* **What to work on**
Gather every line in the entries below that has the word "table" in it, and copy each one out. Case counts.

* **Data shown**
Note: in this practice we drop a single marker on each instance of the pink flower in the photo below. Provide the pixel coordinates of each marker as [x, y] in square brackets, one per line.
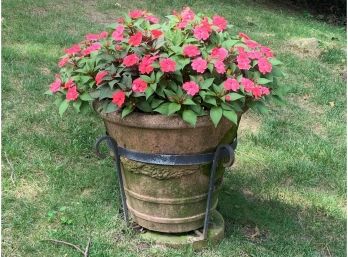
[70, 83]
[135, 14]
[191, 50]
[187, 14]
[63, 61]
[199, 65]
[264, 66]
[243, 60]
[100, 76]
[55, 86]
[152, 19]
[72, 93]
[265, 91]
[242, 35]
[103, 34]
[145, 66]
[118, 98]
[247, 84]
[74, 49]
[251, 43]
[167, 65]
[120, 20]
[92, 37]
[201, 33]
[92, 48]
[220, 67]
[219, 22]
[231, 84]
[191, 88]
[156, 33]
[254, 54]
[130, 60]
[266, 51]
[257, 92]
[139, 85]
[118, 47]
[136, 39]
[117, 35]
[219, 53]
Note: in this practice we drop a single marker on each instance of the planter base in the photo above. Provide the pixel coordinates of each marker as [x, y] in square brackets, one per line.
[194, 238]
---
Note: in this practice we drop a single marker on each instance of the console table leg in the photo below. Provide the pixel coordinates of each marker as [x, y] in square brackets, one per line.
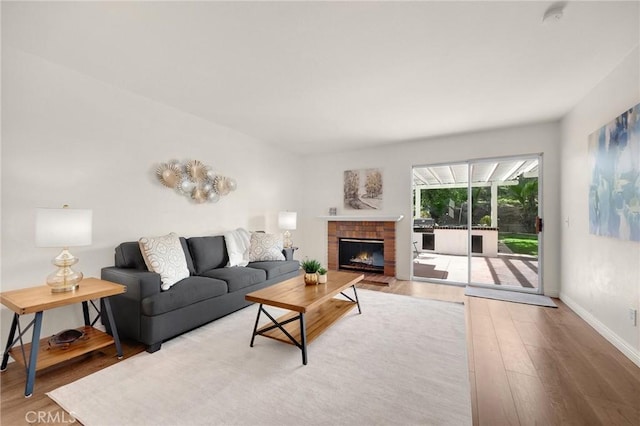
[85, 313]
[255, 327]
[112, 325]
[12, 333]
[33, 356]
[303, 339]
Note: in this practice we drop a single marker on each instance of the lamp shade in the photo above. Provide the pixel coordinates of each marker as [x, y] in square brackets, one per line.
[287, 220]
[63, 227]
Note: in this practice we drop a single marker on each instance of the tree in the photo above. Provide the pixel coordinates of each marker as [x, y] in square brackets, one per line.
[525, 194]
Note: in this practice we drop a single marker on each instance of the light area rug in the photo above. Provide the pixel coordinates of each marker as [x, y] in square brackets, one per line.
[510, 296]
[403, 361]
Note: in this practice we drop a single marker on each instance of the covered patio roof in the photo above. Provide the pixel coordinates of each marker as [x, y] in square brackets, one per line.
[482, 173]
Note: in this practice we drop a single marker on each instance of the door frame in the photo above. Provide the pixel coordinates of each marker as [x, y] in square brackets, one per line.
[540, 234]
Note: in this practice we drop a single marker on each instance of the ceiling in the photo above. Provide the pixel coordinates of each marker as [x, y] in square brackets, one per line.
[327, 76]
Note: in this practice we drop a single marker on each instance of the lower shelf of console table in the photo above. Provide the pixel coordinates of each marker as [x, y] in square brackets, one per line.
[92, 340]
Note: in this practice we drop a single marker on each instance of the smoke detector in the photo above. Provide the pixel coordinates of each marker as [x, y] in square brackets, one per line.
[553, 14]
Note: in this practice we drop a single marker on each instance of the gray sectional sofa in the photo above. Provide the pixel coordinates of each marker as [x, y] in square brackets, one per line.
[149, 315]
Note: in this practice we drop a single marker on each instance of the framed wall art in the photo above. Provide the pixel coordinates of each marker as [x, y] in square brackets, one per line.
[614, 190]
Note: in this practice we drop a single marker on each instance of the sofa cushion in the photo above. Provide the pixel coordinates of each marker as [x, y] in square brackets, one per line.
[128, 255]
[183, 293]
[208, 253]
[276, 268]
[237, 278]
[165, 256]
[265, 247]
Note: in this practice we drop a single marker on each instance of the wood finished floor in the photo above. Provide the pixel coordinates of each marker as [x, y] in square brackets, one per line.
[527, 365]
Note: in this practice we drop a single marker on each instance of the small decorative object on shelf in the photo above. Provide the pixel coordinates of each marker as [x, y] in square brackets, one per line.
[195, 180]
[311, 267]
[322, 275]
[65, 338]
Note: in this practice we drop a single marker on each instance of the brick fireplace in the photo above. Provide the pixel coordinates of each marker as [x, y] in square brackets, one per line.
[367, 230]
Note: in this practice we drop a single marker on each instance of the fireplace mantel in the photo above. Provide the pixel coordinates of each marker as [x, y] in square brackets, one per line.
==
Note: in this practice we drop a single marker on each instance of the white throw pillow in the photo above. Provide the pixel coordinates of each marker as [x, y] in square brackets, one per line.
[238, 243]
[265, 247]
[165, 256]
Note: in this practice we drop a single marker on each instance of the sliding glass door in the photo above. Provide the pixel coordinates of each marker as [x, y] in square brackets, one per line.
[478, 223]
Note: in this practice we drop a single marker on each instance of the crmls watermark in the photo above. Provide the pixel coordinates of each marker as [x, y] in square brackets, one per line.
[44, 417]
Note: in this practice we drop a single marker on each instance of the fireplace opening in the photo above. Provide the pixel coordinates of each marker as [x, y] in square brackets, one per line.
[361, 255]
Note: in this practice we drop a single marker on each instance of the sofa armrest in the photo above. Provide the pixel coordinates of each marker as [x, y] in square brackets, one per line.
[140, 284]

* **Written solution**
Note: in this practice we drop a single marker on each instance of the console table leg in the photo below. Provide the pixel coordinates of each marker as [x, y] in square brackets, one per line.
Note: in this practice we drop a single marker on each instance of the lower shelf of console table in the photo above. Provide the pixel coordinates of each marker as [x, y] in square brackets, one per line.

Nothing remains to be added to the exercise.